**ABOUT THIS EXERCISE**
In the listing below, find the line holding "e.g. point(122, 246)" and the line holding "e.g. point(268, 205)". Write out those two lines and all lines between, exactly, and nothing more.

**RECORDS TO PROCESS**
|---|
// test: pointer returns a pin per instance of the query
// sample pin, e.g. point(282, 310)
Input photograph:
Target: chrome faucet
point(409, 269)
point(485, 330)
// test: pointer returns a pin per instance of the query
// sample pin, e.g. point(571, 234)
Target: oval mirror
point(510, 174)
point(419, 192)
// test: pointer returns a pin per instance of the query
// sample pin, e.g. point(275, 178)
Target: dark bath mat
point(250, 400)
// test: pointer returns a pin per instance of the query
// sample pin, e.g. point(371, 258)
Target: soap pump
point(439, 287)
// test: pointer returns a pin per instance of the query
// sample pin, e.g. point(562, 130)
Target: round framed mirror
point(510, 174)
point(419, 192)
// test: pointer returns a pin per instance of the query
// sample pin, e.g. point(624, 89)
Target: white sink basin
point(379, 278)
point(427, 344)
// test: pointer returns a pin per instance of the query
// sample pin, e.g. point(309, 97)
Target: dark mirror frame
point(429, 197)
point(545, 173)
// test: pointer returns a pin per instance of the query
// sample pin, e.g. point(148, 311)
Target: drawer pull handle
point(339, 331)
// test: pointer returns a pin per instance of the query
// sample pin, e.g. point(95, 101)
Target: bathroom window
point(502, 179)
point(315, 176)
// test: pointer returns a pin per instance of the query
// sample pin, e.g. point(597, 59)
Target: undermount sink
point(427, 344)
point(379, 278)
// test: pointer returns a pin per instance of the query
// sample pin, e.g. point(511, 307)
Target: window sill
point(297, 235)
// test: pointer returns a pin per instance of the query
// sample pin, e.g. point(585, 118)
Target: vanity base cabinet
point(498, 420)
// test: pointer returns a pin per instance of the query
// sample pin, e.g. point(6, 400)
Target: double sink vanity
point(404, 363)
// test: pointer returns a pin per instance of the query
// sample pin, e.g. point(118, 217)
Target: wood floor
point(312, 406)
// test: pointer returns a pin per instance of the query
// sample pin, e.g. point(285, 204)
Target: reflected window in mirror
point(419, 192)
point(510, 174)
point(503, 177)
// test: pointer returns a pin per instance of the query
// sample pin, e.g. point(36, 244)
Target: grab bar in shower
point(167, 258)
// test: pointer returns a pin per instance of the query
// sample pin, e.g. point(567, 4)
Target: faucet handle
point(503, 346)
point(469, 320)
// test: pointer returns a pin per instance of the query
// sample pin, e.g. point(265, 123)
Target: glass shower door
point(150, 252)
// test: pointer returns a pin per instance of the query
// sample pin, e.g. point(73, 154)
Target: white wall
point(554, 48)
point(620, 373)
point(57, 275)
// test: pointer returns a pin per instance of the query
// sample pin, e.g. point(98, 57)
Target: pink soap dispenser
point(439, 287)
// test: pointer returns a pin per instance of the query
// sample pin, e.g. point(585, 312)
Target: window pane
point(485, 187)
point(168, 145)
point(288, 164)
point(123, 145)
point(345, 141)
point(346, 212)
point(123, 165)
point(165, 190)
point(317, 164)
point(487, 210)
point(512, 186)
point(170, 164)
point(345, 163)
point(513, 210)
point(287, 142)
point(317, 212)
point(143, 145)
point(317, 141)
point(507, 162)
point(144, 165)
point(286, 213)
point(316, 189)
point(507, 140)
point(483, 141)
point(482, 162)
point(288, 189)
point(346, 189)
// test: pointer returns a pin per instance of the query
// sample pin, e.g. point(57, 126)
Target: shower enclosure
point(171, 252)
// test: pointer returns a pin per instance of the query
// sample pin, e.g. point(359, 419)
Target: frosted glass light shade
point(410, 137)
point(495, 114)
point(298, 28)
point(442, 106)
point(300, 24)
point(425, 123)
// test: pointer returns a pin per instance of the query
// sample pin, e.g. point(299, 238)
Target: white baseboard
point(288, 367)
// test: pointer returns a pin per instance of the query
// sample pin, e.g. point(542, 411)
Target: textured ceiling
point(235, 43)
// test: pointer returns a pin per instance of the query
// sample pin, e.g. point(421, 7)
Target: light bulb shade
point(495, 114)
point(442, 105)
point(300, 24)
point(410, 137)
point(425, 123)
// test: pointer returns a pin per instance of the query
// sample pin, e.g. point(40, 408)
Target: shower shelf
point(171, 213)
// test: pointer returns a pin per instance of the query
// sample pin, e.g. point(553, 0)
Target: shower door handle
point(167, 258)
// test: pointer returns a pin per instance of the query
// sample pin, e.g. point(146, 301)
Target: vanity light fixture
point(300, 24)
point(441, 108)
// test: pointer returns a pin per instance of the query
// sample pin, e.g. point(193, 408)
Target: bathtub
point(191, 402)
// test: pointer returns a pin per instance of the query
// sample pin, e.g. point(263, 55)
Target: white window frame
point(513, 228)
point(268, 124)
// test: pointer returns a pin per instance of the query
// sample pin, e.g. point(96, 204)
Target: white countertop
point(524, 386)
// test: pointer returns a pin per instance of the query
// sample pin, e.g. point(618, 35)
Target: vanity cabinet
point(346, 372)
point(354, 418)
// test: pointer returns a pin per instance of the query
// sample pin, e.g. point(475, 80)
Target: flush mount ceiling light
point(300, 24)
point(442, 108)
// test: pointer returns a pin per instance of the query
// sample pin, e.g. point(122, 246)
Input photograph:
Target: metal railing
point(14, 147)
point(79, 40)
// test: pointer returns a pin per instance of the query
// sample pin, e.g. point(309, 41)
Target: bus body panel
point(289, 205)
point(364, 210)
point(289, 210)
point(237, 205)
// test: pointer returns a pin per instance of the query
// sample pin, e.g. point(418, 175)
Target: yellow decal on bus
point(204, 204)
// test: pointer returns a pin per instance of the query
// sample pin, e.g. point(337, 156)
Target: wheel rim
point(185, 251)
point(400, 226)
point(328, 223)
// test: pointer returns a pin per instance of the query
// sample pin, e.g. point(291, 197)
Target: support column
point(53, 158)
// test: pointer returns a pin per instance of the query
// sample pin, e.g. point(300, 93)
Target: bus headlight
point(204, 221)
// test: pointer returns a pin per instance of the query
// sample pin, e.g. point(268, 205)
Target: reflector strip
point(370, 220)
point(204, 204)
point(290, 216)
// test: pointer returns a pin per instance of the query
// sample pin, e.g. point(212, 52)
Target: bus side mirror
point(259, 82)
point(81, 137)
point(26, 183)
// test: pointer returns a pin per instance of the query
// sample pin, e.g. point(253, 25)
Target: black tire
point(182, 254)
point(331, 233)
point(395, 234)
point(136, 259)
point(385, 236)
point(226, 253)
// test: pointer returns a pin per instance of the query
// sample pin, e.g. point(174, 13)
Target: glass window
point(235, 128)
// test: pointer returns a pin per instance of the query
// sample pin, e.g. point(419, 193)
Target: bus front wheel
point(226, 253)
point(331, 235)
|---|
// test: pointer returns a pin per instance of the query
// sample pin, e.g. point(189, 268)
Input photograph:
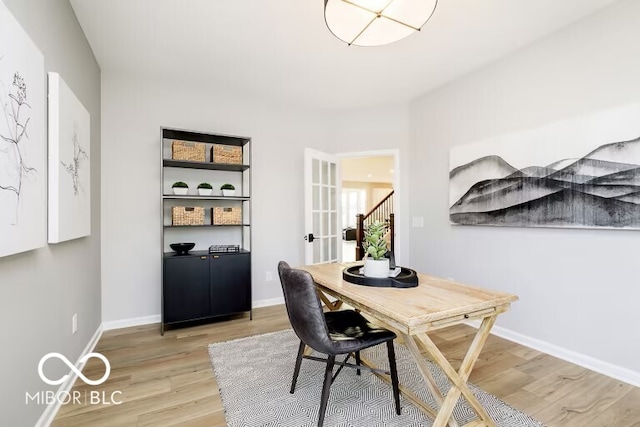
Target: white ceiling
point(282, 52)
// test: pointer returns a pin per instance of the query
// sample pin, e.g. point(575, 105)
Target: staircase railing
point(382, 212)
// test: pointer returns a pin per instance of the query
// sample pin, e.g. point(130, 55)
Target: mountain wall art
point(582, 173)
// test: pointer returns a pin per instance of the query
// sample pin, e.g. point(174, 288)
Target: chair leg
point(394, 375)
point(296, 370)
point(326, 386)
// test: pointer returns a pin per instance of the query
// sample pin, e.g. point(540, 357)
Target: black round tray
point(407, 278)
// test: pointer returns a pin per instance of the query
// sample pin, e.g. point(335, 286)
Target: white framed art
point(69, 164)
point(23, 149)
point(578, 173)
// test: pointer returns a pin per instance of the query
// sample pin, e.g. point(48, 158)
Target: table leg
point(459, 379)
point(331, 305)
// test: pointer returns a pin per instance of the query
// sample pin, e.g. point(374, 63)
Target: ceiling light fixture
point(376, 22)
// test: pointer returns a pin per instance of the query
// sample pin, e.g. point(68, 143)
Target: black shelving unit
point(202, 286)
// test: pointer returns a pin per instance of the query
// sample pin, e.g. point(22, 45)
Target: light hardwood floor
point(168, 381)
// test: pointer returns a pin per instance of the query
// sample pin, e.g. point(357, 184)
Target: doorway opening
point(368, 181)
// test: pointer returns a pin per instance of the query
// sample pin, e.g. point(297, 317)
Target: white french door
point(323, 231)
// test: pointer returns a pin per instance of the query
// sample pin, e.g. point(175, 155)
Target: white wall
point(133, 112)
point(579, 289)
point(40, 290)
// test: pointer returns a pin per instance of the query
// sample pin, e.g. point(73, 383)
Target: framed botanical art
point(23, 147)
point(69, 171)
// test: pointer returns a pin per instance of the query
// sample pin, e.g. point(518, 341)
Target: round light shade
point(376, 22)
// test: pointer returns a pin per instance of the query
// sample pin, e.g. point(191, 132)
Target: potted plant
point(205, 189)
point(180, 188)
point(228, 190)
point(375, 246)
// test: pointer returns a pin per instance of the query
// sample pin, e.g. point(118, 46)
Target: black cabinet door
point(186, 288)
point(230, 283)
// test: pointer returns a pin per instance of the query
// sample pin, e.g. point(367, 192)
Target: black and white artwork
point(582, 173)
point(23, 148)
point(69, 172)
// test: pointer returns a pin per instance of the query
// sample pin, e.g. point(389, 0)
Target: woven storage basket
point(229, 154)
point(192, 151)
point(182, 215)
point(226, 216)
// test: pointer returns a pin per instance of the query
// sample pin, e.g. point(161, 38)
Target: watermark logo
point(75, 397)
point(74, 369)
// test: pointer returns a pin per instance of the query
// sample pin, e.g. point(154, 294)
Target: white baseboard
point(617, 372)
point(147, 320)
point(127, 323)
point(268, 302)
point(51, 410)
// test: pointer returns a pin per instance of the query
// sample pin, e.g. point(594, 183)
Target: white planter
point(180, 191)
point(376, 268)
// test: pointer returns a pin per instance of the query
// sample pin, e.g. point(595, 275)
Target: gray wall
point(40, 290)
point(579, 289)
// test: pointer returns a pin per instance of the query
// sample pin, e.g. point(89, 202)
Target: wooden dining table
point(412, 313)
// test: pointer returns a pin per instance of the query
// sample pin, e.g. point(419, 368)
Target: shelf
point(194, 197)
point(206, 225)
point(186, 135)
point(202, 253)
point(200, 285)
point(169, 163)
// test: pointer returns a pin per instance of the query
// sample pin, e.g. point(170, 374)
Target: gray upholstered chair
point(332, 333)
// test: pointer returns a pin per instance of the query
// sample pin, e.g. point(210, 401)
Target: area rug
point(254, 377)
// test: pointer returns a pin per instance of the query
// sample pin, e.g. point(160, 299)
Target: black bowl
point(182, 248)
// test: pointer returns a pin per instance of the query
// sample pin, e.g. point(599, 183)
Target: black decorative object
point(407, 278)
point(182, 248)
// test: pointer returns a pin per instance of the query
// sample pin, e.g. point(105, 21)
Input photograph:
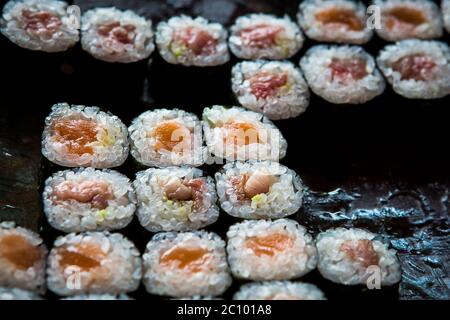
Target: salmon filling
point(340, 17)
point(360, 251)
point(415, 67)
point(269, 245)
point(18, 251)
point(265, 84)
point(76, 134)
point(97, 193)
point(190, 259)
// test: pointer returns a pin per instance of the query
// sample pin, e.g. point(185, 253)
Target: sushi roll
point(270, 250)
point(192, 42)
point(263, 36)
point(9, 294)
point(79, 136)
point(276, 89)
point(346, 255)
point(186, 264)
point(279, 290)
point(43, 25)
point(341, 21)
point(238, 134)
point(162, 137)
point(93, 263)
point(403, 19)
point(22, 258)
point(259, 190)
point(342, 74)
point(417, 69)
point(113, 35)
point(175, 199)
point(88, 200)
|---|
**RESPONSE AREA**
// sample pin, e.g. point(122, 246)
Input photograph:
Target: metal railing
point(14, 147)
point(79, 40)
// test: pointer returns a pin per instance of the query
// sample pin, e.g. point(309, 41)
Target: bus body panel
point(289, 205)
point(364, 210)
point(289, 210)
point(237, 205)
// test: pointer returns a pin per instance of the query
// sample pin, e.g. point(418, 175)
Target: yellow decal on bus
point(204, 204)
// test: pointer returns a pin per instance of the query
// sample pin, e.g. point(337, 156)
Target: wheel rim
point(185, 251)
point(400, 226)
point(328, 223)
// test: pointer returns a pin per instance of the query
// sample pin, e.g. point(291, 197)
Target: support column
point(53, 158)
// test: pointer returns a pin per instance of the query
// sample pin, e.g. point(300, 93)
Target: bus headlight
point(204, 221)
// test: pointer returns a pin per instance of the query
// sample pin, e.g. point(268, 205)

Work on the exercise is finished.